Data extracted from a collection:
━━━━━━━━━━
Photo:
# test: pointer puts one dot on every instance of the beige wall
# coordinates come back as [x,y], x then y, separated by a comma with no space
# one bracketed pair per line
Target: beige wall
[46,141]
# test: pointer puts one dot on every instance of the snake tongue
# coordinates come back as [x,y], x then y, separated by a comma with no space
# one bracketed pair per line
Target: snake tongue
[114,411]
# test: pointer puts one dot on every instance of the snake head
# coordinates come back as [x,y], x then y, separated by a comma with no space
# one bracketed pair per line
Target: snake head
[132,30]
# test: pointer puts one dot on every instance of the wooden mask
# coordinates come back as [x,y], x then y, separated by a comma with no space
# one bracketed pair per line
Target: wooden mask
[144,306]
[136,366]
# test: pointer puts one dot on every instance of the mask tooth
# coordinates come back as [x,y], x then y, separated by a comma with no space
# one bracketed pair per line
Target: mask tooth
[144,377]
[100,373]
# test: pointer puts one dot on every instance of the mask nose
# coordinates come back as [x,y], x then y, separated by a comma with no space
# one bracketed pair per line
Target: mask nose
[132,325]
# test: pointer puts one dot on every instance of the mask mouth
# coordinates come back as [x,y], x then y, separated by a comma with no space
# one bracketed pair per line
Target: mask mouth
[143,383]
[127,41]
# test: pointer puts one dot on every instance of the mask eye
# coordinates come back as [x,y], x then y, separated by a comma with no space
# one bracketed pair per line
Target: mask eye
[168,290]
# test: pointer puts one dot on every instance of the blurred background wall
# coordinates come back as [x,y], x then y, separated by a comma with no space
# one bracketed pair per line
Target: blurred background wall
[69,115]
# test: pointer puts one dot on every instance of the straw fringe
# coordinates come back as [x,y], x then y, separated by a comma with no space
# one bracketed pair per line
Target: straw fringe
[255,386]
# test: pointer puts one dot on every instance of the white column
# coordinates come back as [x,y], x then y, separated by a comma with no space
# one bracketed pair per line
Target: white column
━━━━━━━━━━
### DIRECTIONS:
Repeat word for word every line from the start of the entries to the line holding "the snake head", inclusive, and nothing else.

### EXERCISE RESULT:
Photo:
# test: pointer puts one dot on every instance of the beige wall
# coordinates come back as [x,y], x then y, separated by a comma with no space
# one bracketed pair per line
Target: beige wall
[46,141]
# test: pointer puts one dot on every instance of the snake tongue
# coordinates come back as [x,y], x then y, separated by a comma with no space
# one bracketed pair per line
Target: snake tongue
[114,411]
# test: pointer puts one dot on every instance of the snake head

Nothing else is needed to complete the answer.